## Passage cité
----

L’autre nouveauté est que le recours à la violence avait, dans le passé, tendance à retourner rapidement l’opinion publique en faveur du gouvernement. Or, ce phénomène a mis beaucoup de temps à se concrétiser durant la crise des Gilets Jaunes en 2018
IN : les récentes violences lors des manifestations vous ont-elles étonné ?
B.T. : les Français ont, pour beaucoup d’entre eux, l’impression de vivre dans une société de plus en plus violente. 20% à 25% de la population considèrent même comme légitime de recourir à la violence pour défendre les causes auxquelles elle croit. Cela n’était pas le cas auparavant. L’autre nouveauté est que le recours à la violence avait, dans le passé, tendance à retourner rapidement l’opinion publique en faveur du gouvernement. Or, ce phénomène a mis beaucoup de temps à se concrétiser durant la crise des Gilets Jaunes en 2018 et les récents débordements lors des manifestations contre la réforme des retraites n’ont pas encore eu d’importantes conséquences sur les courbes des sondages. Mais il faut aussi souligner que les manifestations de ces derniers mois se sont globalement plutôt bien passées. Il y a bien eu quelques débordements mais ils ont été bien plus limités que certains le prédisaient et les syndicats, comme les manifestants, ont su éviter le piège de la violence. Attention aussi aux véritables causes : j’ai entendu que le 49.3 était la cause des débordements. C’est faux. Cela a été un facteur aggravant bien entendu mais la cause de la mobilisation,  c’est le recul à 64 ans. Certains disent également que les jeunes se mobilisent. Il suffit de voir le nombre extrêmement limité de lycées bloqués pour réaliser que ce n’est pas vrai. D’autres répètent, par ailleurs, qu’aucun autre président n’a été aussi contesté qu’Emmanuel Macron. Ils ont la mémoire courte et oublient combien Nicolas Sarkozy et François Hollande ont également été impopulaires, pour ne pas dire plus, durant leur présidence. Quiconque aurait repoussé l’âge de la retraite à 64 ans aurait subi le même rejet que le locataire actuel de l’Elysée même si l’inflexibilité de ce dernier a pu accentuer les choses.
Aujourd’hui, nous avons affaire à une tripartition de la Chambre et cela change tout. Je ne pense donc pas que la crise actuelle est institutionnelle. Elle est avant tout politique.

----

## Énoncé du problème A
Relevez toutes les lignes des entrées ci-dessous qui contiennent le mot « racing » et recopiez-les sans rien y changer.

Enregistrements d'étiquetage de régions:
----

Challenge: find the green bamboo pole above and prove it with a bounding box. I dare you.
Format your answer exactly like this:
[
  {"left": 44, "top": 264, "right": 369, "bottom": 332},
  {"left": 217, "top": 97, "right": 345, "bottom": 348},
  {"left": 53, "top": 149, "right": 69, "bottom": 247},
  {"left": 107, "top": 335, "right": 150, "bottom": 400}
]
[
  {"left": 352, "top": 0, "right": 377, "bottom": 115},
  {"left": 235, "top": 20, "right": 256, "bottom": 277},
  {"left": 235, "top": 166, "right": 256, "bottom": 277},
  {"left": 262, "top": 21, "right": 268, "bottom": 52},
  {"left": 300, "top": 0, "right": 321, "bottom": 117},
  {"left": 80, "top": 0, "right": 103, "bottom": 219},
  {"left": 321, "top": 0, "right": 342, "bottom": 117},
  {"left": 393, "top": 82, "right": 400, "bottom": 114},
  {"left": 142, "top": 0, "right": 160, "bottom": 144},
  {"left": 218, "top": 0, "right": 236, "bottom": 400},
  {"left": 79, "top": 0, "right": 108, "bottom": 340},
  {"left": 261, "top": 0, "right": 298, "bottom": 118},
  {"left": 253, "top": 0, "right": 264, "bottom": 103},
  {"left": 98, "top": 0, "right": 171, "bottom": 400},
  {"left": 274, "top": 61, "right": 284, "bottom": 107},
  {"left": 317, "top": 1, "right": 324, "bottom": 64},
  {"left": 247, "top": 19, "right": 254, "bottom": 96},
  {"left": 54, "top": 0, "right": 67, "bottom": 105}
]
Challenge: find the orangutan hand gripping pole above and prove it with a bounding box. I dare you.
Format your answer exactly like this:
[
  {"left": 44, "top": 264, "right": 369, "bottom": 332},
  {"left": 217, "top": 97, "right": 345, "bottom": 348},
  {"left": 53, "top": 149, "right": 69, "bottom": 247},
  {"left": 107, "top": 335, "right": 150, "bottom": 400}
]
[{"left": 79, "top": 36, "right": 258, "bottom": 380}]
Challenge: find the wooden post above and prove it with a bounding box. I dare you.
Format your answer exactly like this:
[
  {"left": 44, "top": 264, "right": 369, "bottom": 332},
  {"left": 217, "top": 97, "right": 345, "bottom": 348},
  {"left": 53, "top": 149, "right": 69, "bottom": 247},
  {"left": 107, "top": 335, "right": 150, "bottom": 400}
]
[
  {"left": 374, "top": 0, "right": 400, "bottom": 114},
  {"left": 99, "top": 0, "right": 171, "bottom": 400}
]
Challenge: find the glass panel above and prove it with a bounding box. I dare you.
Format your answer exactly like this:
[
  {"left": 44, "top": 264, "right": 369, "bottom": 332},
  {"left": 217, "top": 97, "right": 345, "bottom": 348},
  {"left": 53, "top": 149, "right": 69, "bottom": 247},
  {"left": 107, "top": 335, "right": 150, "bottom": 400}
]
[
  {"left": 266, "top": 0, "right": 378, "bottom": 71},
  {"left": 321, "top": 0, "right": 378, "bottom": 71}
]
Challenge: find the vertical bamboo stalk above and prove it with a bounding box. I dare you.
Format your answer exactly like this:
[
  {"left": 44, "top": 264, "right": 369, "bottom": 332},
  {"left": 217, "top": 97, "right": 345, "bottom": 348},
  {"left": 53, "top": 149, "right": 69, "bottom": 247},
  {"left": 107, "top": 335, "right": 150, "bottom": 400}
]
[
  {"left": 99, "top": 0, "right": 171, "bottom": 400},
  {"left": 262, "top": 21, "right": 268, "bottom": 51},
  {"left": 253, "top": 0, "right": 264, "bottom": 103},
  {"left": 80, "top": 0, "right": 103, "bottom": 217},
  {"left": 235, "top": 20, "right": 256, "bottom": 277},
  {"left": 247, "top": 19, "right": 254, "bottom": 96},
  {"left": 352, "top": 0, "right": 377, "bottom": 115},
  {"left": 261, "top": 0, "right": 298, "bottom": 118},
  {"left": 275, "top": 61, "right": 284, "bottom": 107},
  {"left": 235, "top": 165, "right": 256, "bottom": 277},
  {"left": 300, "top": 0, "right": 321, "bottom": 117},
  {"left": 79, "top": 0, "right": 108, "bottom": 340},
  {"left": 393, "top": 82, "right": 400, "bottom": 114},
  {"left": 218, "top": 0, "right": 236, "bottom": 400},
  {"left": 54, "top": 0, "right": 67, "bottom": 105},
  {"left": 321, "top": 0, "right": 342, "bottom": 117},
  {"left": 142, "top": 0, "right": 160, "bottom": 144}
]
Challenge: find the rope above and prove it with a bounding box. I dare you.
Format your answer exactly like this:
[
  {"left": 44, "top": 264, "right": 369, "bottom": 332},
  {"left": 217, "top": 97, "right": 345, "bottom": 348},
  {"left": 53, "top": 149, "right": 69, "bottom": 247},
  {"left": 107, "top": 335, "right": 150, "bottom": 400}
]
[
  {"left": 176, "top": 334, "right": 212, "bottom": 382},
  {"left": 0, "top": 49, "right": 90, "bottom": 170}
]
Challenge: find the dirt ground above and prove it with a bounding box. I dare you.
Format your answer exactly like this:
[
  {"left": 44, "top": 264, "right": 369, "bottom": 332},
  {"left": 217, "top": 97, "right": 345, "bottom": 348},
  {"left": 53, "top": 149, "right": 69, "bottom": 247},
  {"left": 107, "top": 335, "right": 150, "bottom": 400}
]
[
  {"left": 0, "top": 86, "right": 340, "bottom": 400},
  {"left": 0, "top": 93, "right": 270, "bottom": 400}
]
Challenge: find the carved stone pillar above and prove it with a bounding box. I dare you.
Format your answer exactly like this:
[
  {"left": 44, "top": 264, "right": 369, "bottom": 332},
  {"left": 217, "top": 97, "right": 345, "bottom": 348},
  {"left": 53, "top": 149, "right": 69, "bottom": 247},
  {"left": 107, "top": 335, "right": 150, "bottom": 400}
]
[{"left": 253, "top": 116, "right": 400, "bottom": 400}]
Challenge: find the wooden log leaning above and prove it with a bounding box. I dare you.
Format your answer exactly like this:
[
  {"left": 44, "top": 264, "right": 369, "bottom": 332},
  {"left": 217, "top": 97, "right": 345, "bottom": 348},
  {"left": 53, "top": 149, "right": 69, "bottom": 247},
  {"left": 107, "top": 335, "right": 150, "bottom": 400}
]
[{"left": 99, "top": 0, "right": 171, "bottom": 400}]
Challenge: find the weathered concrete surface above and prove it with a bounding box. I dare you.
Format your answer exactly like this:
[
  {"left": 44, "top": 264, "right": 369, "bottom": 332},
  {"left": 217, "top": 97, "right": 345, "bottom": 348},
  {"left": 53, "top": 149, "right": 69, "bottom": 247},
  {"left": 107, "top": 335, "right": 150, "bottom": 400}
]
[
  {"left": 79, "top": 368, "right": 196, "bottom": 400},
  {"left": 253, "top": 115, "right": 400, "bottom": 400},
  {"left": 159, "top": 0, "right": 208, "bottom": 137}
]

----

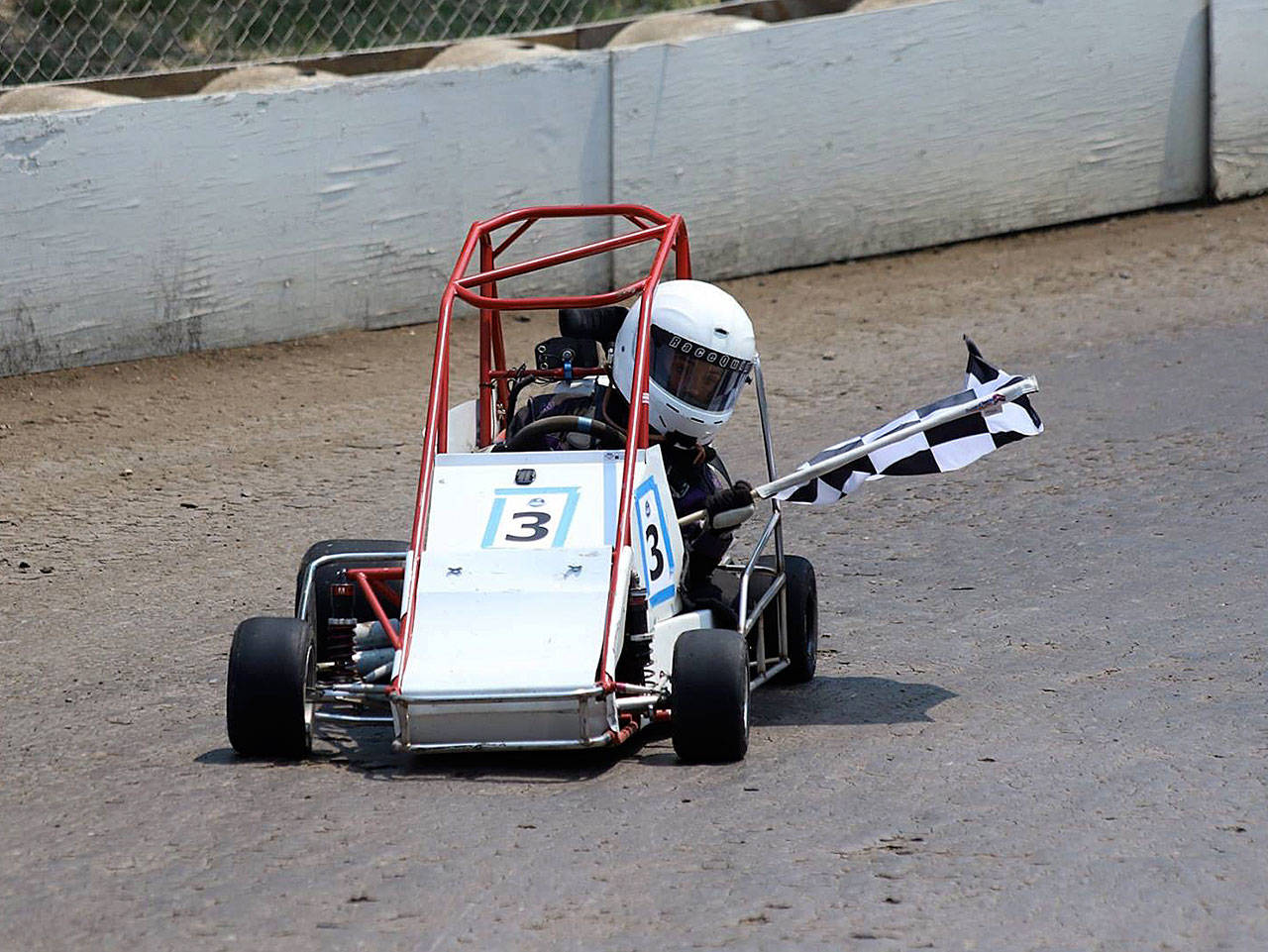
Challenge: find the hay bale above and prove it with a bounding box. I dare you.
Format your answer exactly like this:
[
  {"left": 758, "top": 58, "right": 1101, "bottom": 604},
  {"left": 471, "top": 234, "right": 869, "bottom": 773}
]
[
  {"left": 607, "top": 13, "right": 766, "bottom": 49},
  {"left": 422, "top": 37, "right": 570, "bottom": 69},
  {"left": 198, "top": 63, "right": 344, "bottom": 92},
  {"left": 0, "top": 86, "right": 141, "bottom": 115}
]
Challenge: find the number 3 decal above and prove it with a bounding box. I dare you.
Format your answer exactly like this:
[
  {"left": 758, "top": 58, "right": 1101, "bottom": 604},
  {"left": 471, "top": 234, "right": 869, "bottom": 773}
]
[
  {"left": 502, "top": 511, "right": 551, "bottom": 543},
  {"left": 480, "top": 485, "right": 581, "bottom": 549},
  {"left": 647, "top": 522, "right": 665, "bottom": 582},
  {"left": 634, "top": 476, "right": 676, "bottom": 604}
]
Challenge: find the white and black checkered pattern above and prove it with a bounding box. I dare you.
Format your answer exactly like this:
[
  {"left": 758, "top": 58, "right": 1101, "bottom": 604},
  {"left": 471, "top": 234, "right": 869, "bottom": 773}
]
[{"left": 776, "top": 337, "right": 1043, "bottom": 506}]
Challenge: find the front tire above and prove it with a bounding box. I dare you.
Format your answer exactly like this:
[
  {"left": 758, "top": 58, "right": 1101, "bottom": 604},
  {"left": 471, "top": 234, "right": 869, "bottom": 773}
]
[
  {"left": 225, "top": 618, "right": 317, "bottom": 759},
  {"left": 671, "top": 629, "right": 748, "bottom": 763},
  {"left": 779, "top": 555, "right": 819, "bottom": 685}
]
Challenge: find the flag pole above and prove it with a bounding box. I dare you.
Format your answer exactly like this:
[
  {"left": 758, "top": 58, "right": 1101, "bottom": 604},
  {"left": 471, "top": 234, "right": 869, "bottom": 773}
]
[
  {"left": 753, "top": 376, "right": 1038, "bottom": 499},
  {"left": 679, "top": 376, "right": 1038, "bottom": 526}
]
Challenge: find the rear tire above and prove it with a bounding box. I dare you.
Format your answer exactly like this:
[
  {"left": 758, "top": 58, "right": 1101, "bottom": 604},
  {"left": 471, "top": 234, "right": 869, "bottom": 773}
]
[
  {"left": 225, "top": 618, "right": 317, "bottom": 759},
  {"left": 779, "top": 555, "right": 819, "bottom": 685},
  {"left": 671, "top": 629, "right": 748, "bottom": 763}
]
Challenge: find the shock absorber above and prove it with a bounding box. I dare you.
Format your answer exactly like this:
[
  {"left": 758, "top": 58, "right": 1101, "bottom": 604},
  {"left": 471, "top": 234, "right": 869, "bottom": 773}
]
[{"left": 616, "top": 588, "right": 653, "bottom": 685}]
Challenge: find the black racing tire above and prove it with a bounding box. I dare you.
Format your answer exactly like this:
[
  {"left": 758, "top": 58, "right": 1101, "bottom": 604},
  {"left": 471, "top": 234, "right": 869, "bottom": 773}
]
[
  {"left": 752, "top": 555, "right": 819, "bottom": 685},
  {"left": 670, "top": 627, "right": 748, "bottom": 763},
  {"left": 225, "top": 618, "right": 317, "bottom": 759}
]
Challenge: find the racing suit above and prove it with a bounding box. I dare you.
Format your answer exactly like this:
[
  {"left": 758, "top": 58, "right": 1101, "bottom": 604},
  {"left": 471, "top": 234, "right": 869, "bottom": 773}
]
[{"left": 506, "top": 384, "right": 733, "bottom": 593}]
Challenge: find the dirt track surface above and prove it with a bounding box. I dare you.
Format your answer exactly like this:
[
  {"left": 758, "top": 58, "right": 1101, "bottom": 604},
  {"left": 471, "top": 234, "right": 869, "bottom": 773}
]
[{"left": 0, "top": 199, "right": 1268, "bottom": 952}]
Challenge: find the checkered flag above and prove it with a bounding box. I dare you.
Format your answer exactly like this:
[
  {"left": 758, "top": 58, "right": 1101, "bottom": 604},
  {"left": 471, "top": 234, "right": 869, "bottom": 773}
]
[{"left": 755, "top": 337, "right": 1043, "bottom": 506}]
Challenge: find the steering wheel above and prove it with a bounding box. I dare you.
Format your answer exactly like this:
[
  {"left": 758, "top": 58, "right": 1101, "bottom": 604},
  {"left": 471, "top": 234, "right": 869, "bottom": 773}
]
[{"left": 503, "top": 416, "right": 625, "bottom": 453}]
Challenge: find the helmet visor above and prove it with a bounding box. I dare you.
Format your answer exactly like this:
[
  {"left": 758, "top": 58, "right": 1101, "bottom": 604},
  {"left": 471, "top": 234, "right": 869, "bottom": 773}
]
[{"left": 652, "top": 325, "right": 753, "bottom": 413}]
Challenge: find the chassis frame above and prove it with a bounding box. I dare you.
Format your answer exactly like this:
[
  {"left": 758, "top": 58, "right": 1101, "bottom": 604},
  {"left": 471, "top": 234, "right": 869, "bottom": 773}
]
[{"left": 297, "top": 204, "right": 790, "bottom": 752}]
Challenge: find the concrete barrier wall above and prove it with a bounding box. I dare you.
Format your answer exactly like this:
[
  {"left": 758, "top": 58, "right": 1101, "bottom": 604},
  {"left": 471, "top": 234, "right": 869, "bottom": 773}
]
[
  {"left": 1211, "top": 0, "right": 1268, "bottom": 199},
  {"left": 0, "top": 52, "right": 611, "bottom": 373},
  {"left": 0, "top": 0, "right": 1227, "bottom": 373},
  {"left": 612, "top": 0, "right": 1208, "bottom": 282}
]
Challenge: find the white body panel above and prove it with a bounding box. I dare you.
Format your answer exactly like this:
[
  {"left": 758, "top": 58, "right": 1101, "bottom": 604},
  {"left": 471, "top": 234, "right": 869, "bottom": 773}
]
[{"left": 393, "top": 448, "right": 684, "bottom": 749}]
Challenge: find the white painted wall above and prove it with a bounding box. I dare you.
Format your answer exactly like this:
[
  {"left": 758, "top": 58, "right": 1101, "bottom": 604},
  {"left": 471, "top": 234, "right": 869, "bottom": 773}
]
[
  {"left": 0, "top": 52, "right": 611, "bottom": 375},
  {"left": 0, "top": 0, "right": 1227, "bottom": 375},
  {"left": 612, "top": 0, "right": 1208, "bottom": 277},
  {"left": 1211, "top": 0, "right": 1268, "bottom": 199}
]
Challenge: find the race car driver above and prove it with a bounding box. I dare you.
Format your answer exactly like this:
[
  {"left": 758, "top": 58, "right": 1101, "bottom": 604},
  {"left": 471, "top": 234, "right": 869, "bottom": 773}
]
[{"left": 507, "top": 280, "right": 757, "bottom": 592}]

----

## Énoncé du problème B
D'après le passage cité plus haut, quelle part de la population considère comme légitime de recourir à la violence pour défendre les causes auxquelles elle croit ?

## Réponse finale A
Challenge: find the black racing tire above and prove it with a bounding box. I dare you.
Challenge: find the racing suit above and prove it with a bounding box. I dare you.

## Réponse finale B
De 20 % à 25 % de la population.